═════ DATA TO PROCESS

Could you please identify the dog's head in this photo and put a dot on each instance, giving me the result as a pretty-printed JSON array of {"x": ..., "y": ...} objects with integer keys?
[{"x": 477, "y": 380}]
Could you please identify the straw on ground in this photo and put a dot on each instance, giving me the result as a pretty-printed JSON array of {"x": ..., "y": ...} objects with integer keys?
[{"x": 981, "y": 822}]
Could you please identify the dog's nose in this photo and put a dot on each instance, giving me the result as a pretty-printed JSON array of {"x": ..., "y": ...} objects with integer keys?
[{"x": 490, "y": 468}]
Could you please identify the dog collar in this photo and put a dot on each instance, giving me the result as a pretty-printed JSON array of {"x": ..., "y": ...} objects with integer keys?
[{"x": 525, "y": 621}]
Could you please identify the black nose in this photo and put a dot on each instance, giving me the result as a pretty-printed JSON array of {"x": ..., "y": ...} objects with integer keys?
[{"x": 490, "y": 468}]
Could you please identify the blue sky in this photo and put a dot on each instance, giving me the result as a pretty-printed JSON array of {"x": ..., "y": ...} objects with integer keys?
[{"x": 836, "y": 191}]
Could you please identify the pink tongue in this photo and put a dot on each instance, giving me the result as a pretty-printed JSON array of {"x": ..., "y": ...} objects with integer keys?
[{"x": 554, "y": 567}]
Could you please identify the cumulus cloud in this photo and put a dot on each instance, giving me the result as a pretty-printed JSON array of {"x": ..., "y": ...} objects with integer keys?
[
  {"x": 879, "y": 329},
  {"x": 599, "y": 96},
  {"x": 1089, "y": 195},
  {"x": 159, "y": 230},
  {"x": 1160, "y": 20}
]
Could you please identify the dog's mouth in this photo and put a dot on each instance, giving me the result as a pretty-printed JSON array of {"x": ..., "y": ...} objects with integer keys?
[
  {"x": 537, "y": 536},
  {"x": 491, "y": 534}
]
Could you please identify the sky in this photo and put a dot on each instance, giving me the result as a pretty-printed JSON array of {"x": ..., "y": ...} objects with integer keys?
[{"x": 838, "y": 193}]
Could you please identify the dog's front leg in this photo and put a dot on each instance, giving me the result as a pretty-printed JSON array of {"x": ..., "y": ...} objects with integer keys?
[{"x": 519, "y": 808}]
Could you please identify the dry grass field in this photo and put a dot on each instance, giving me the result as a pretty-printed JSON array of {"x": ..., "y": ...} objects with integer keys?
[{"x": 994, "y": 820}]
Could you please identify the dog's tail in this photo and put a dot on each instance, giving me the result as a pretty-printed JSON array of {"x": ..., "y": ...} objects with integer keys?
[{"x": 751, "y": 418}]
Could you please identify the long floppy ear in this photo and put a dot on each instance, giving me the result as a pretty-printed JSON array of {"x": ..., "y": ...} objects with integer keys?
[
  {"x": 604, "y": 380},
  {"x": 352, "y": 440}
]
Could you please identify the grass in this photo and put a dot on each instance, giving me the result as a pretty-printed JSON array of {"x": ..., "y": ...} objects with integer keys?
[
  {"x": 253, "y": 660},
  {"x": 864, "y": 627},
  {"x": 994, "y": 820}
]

══════════

_EXERCISE DETAILS:_
The complete data is to be transcribed verbatim.

_WRITTEN ANSWER:_
Could you please identify the dog's head in this photo and put a dot on each instance, giving me the result as a pretty-printed JSON array of {"x": ..., "y": ...} objects with integer keys?
[{"x": 477, "y": 380}]
Could you please identify the straw on ground in this photo and put a dot on each instance, giving me the result as a pretty-printed JSON array of {"x": ..., "y": ...} objects with integer keys?
[{"x": 981, "y": 822}]
Could you please identify the dog's nose in this photo and put a dot on each instance, giving me the result as a pretty-printed JSON array of {"x": ..., "y": ...} objects with integer keys?
[{"x": 490, "y": 468}]
Could you please identify the dog collar in this photo and put a dot on each instance, giving me the result as a pretty-printed JSON array of {"x": ..., "y": ...} objects with integer keys?
[{"x": 525, "y": 621}]
Could you please identify the black nose in this photo and put a dot on each instance, giving me the result as a pretty-printed JSON array of {"x": ..., "y": ...} objects with integer keys?
[{"x": 490, "y": 468}]
Could you please identify the blue sky in this photo and put a dot on each instance, giving me the result as a pretty-printed JSON array of {"x": ..., "y": ...} objects with integer keys?
[{"x": 836, "y": 191}]
Could you please identify the pink tongue in this photo and put a dot on each instance, giving me the result as a pretty-printed JSON array of {"x": ..., "y": ...} objects with integer keys?
[{"x": 554, "y": 567}]
Could you please identify the cumulus cloud in this photo and put a dot on each instance, giving me the result as a pretty-printed JSON array of {"x": ..., "y": ...} objects with integer keys?
[
  {"x": 879, "y": 329},
  {"x": 599, "y": 96},
  {"x": 1089, "y": 195},
  {"x": 159, "y": 230},
  {"x": 1160, "y": 20}
]
Could you please identify the dog's mouth in this photo and put a dot on each instance, giving me the result as a pretty-printed JSON array of {"x": ..., "y": ...} objects with integer keys?
[
  {"x": 537, "y": 536},
  {"x": 491, "y": 534}
]
Could you please identify the sky in this photo and put a dot on each instance, giving me the result as a pretty-printed JSON array of {"x": ..., "y": ...} objects with integer keys?
[{"x": 838, "y": 193}]
Could you please identify the dog's front leg in this photo and put a dot on each instance, giving me the result as a pretty-printed JSON array of {"x": ..., "y": ...} objects with integer keys?
[{"x": 519, "y": 808}]
Could you please identify the dry grass field in this photo and put a dot on each instance, giving me the result as a pretty-printed JSON array of {"x": ..., "y": ...} objects with integer keys?
[{"x": 994, "y": 820}]
Could you please identify the dog's tail in this photo and put a dot on each instance, giving me the result as a pretty-printed JSON array of {"x": ..., "y": ...} objects with integer keys?
[{"x": 751, "y": 418}]
Could you please identify the long floppy ear in this photo and put a dot on each instance, giving me the result as a pretty-printed JSON array of {"x": ..., "y": ...} objects with integer keys?
[
  {"x": 604, "y": 380},
  {"x": 352, "y": 440}
]
Could you please identify the grass in this photo and put a dot on each instance, giving me the result as a pretty-printed JSON array of {"x": ..., "y": ...} objects with integer keys?
[
  {"x": 253, "y": 660},
  {"x": 864, "y": 627},
  {"x": 994, "y": 820}
]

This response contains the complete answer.